• **Passage to read**
******
Automatically scans for common problems: slow response gaps (>10s between entries in the same session), rate limiting (429), backend errors, and missing responses (client requests never forwarded or without backend replies).

python scripts/inspect_cbor_capture.py session.cbor --detect-issues

# Combine with analysis
python scripts/inspect_cbor_capture.py session.cbor --analyze --detect-issues

Timeline View

Displays entries chronologically with inter-entry timing gaps. Gaps larger than 1 second are annotated; gaps larger than 10 seconds are marked as !!! SLOW !!!.

python scripts/inspect_cbor_capture.py session.cbor --timeline

# Timeline for a single backend
python scripts/inspect_cbor_capture.py session.cbor --timeline --backend gemini-oauth-plan

HTTP Status Summary

Aggregates HTTP status codes from V2 capture metadata, showing both overall distribution and per-backend breakdowns (including 429 rate-limit ratios).

python scripts/inspect_cbor_capture.py session.cbor --status-summary

Request Flow Tracking

Walk a single request through the entire proxy lifecycle, showing each hop with its elapsed time and a human-readable description of what each entry does.

# Track the 3rd request
python scripts/inspect_cbor_capture.py session.cbor --track-request 3

# Track a specific backend's request
python scripts/inspect_cbor_capture.py session.cbor --track-request 2 --backend openai

Group by Session

Summarize entries grouped by their session identifier, showing entry counts and time ranges per session.
******
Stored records
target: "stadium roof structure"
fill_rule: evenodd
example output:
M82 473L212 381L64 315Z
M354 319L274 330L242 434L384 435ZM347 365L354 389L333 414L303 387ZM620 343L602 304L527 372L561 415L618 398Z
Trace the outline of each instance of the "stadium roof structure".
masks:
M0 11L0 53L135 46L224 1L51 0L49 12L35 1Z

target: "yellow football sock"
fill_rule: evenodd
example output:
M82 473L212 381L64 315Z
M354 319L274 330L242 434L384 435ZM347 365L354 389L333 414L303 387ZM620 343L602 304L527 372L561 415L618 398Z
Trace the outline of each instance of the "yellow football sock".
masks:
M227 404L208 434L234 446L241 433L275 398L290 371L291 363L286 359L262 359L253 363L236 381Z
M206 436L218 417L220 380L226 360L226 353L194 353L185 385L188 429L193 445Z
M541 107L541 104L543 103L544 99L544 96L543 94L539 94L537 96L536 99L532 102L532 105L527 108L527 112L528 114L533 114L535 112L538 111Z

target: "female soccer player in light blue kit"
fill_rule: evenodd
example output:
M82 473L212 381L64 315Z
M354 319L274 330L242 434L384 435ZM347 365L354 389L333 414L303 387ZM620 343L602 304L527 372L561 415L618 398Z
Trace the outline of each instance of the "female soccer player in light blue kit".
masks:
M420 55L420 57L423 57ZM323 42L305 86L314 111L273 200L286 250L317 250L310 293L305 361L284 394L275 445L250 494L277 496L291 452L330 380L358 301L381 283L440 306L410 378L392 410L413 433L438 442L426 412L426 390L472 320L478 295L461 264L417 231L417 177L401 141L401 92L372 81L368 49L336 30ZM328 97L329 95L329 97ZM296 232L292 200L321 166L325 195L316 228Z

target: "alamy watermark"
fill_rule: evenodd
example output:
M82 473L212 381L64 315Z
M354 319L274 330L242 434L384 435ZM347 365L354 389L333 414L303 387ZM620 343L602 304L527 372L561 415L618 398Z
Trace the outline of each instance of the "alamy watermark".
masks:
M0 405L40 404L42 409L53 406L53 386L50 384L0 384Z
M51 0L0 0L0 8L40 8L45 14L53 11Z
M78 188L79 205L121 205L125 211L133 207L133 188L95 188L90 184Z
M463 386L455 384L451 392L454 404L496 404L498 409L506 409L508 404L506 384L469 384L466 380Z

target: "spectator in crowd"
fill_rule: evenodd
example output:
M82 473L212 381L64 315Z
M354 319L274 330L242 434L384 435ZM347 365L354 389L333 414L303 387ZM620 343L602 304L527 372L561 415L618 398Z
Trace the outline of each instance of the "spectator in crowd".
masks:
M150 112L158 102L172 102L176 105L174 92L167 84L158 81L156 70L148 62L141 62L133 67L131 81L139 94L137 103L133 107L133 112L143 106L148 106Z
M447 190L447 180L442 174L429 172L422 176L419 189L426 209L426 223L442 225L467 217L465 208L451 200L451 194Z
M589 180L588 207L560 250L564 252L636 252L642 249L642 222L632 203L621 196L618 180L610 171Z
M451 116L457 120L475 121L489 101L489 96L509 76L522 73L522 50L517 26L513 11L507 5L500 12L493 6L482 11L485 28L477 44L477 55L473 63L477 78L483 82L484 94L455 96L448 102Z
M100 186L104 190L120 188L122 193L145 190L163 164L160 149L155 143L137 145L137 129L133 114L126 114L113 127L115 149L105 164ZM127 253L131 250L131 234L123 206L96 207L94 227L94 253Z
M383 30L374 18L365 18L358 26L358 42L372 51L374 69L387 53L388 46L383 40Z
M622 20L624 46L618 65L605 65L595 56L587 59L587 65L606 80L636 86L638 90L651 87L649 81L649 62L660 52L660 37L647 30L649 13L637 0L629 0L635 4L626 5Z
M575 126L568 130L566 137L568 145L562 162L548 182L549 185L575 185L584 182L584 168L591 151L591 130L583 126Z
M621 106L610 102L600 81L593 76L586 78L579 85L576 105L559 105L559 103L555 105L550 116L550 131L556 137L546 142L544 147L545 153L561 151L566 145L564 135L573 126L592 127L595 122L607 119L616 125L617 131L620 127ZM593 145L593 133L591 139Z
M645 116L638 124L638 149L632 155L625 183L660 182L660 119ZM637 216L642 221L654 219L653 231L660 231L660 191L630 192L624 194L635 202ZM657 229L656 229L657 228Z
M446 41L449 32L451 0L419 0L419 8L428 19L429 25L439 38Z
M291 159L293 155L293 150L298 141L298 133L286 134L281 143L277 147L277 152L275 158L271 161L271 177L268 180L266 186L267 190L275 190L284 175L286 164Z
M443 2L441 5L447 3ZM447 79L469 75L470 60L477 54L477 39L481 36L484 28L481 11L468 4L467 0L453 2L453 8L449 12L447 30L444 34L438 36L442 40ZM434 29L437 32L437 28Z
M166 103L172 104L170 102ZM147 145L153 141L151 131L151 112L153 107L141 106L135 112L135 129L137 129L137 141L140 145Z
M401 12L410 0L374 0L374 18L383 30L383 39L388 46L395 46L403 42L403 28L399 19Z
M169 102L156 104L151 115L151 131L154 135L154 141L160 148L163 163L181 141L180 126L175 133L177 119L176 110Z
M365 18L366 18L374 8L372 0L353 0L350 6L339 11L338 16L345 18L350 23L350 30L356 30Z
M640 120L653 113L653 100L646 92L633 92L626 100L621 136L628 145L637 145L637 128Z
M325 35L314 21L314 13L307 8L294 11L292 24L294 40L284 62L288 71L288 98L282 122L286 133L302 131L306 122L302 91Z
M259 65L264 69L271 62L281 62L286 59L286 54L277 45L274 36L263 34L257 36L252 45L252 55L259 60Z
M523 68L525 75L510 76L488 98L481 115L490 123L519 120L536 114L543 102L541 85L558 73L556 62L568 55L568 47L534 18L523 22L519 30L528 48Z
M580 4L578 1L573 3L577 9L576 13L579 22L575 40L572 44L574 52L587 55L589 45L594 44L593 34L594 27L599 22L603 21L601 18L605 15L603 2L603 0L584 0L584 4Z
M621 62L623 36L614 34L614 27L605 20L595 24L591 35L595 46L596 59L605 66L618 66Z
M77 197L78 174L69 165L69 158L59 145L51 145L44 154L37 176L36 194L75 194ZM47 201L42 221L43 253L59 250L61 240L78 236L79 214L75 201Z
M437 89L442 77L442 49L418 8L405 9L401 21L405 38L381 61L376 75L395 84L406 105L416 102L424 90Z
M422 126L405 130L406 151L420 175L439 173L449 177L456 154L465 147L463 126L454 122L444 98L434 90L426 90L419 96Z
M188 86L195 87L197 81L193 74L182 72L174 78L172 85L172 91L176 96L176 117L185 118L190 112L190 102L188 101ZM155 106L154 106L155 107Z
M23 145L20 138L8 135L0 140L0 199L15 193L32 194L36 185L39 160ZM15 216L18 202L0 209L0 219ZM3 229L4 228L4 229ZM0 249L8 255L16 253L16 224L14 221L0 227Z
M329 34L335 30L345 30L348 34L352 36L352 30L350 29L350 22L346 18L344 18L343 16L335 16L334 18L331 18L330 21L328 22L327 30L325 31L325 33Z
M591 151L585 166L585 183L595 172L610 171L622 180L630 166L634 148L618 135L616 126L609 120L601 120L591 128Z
******
• **Work to complete**
• A. List every command-line option that appears in the commands shown in the text on the CBOR capture inspector.
• B. Continue the text on the CBOR capture inspector from its last sentence.

• **Your responses**
• A.
--detect-issues
--analyze
--timeline
--backend
--status-summary
--track-request

• B.
python scripts/inspect_cbor_capture.py session.cbor --group-by-session

Exporting to JSON

Export the capture to structured JSON for processing with external tools. Each entry includes its direction, timestamp, base64-encoded data, parsed SSE/JSON events, and normalized V2 metadata.

# Export to stdout
python scripts/inspect_cbor_capture.py session.cbor --json > export.json

# Export directly to a file
python scripts/inspect_cbor_capture.py session.cbor --json output.json

# Export only one backend's entries
python scripts/inspect_cbor_capture.py session.cbor --backend openai --json > openai_only.json

V2 Capture Format Notes

CBOR V2 captures include several enhancements over earlier versions:

  • Compact metadata keys: Keys like ss (stream start), se (stream end), ttfb (time-to-first-byte), sc (status code), and rid (request id) are stored compactly. The inspector expands these into full names in verbose and JSON output.
  • Compressed payloads: Large backend payloads may be zlib-compressed with "enc": "zlib". The inspector transparently decompresses these on load.
  • Stream markers: Backend responses include empty marker entries with ss or se flags. The inspector skips these when counting payload chunks and uses explicit timing metadata (ttfb_ms, latency_ms, stream_duration_ms) for accurate metrics.
  • End-of-stream metadata: Stream-end markers carry eos, eos_reason, eos_termination_category, and eos_error_classification fields that describe why a stream terminated.

The inspector only supports capture version 2. Older formats are rejected with an error.

Combining Features

All analysis and filtering flags can be combined in a single invocation.

# Backend-focused investigation
python scripts/inspect_cbor_capture.py session.cbor --backend kiro-oauth-auto --analyze --detect-issues --timeline

# Time-bounded debugging with verbose output
python scripts/inspect_cbor_capture.py session.cbor --start-time "2024-01-15T10:00:00" --end-time "2024-01-15T11:00:00" --detect-issues --entries 50 --verbose

# Full diagnostic sweep for one session
python scripts/inspect_cbor_capture.py session.cbor --session-id llm-b2bu --analyze --analyze-streaming --detect-issues --status-summary

Security and Scope Notes

  • Secrets are stored as transmitted on the wire. If a request or response includes credentials, tokens, or other sensitive values, the capture records those bytes unless an upstream redaction step has already changed them.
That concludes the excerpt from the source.